_WRITTEN PROBLEM 1_. According to the benchmarks excerpt, what detection rate does the fairness score reach for three-hop proxy pathways?

━━ SELECTED TEXT

This documentation package transforms regulatory compliance from a retrospective audit exercise into a continuous process with real-time monitoring and proactive remediation.

11. Benchmarks

We report benchmark results across four dimensions: detection accuracy, computational performance, fairness-accuracy trade-off, and comparison with alternative fairness methods.

11.1 Detection Accuracy

We evaluate the fairness score's ability to detect known discrimination in synthetic datasets with injected bias patterns.

Direct discrimination detection: We create 1,000 model variants with injected direct correlations between protected attributes and decisions, ranging from r = 0.01 to r = 0.50. The fairness score correctly identifies (flags with score below tau = 0.85) 99.2% of model variants with injected correlation above r = 0.05. The 0.8% false negatives occur at correlation levels between r = 0.05 and r = 0.08, near the detection boundary.

Proxy discrimination detection: We create 1,000 model variants with injected proxy pathways of varying length and strength. Detection rates by pathway length:

Pathway Length	Detection Rate	Avg Pathway Strength at Detection Boundary
L = 1 (single proxy)	98.4%	0.12
L = 2 (two-hop)	94.7%	0.08
L = 3 (three-hop)	87.3%	0.06

Detection accuracy decreases with pathway length because longer pathways have more attenuated signals. The L = 3 detection rate of 87.3% is still substantially better than alternative methods (see Section 11.4).

━━━━

_WRITTEN PROBLEM 2_. Render the rows as a JSON list of strings, one string per line and no blank lines, starting at the line that contains "Question. Identify every instance of the stone arch" and running through the last of the rows, both ends included. Leave the pictures out.

━━ DATA SHOWN

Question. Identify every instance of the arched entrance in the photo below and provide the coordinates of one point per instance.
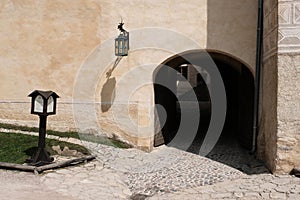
(239, 87)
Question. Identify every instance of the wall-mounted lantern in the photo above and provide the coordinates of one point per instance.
(122, 42)
(43, 103)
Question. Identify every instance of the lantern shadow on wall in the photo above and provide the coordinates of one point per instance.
(108, 91)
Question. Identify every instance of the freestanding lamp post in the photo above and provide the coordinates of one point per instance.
(43, 103)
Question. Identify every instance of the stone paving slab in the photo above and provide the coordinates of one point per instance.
(263, 186)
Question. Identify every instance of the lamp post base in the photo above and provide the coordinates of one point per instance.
(41, 157)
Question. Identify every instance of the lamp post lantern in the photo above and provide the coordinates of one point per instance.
(122, 42)
(43, 103)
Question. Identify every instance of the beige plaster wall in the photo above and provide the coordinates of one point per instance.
(231, 28)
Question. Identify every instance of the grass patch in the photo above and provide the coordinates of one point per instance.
(16, 148)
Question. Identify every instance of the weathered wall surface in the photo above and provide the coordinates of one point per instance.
(231, 28)
(267, 136)
(278, 141)
(288, 108)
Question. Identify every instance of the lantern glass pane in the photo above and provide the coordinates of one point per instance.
(50, 106)
(38, 104)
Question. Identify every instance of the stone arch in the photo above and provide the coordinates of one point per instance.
(239, 86)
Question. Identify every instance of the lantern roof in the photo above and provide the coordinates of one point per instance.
(45, 94)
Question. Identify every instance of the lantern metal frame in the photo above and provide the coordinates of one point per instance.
(122, 42)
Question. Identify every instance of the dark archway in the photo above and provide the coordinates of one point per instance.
(239, 87)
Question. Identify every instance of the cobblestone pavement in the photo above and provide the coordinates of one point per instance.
(165, 173)
(265, 186)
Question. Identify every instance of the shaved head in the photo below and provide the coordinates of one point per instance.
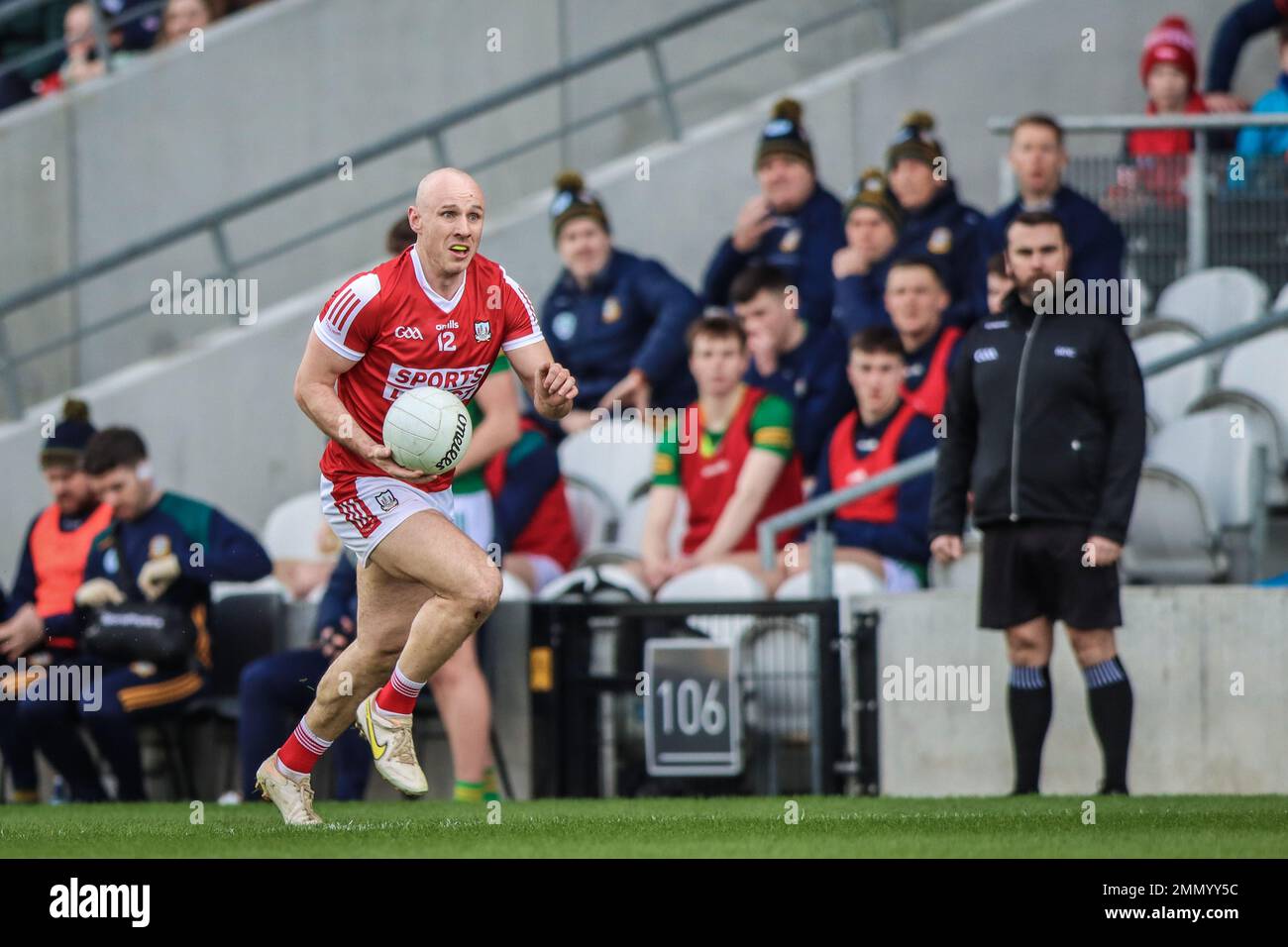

━━━━

_FINAL RESULT 1_. 87.3%

_FINAL RESULT 2_.
[
  "Question. Identify every instance of the stone arch in the photo above and provide the coordinates of one point per instance.",
  "(239, 86)",
  "Question. Identify every instance of the lantern roof in the photo above and provide the coordinates of one point per instance.",
  "(45, 94)",
  "Question. Identify every instance of the lantern metal frame in the photo above and provide the coordinates of one point per instance.",
  "(122, 42)",
  "Question. Identify every instance of the dark archway in the photo above and provide the coordinates of one point per instance.",
  "(239, 87)",
  "Question. Identify every instance of the cobblestone pavement in the photo above and provide the coordinates of one point per instance.",
  "(165, 173)",
  "(265, 186)",
  "Question. Identify every instance of the shaved head in the photo below and provide the coordinates of one point per instance."
]